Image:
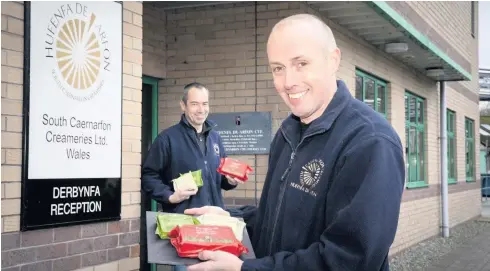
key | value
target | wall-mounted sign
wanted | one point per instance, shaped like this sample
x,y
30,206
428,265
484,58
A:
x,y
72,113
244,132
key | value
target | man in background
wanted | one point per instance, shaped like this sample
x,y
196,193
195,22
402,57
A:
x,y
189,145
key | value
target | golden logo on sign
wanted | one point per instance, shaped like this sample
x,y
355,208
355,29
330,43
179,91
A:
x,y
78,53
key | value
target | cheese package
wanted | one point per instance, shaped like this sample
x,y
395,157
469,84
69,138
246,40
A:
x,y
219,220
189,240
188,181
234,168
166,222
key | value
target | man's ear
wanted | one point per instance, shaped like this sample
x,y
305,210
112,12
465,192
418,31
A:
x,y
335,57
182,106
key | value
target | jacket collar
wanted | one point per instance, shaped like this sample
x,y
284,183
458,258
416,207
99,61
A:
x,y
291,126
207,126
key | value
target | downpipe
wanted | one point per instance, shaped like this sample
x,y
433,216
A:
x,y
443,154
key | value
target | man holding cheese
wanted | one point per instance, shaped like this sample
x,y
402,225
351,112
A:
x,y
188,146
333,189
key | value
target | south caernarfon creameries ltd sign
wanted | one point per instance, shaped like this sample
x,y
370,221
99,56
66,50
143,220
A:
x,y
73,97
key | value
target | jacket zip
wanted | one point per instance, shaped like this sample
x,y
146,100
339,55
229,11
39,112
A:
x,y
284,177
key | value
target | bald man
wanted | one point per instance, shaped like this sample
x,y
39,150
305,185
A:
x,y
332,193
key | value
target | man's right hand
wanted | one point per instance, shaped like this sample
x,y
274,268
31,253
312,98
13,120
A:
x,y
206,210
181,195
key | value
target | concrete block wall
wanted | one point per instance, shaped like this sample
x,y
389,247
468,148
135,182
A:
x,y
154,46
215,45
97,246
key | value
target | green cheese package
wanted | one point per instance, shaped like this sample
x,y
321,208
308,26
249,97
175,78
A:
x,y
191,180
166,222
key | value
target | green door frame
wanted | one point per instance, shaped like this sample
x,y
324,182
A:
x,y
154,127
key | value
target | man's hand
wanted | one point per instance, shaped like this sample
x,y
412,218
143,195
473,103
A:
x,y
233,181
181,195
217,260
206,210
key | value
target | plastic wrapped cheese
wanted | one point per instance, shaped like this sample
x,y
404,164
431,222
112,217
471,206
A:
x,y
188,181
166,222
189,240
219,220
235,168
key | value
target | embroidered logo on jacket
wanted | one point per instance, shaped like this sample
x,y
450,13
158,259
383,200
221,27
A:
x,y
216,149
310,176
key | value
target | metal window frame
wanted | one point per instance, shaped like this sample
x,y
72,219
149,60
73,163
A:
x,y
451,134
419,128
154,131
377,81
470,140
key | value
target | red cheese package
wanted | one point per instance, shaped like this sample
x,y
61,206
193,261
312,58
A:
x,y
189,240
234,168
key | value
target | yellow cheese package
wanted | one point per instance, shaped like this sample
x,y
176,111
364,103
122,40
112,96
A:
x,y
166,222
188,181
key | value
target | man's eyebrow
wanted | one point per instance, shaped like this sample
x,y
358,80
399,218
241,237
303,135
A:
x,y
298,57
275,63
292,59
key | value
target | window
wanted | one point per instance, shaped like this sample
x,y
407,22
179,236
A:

---------------

* GIVEN EXERCISE *
How many lines in the entries above contain the string "sign"? Case matters, and the reply should be the number alone.

* TASK OUTPUT *
3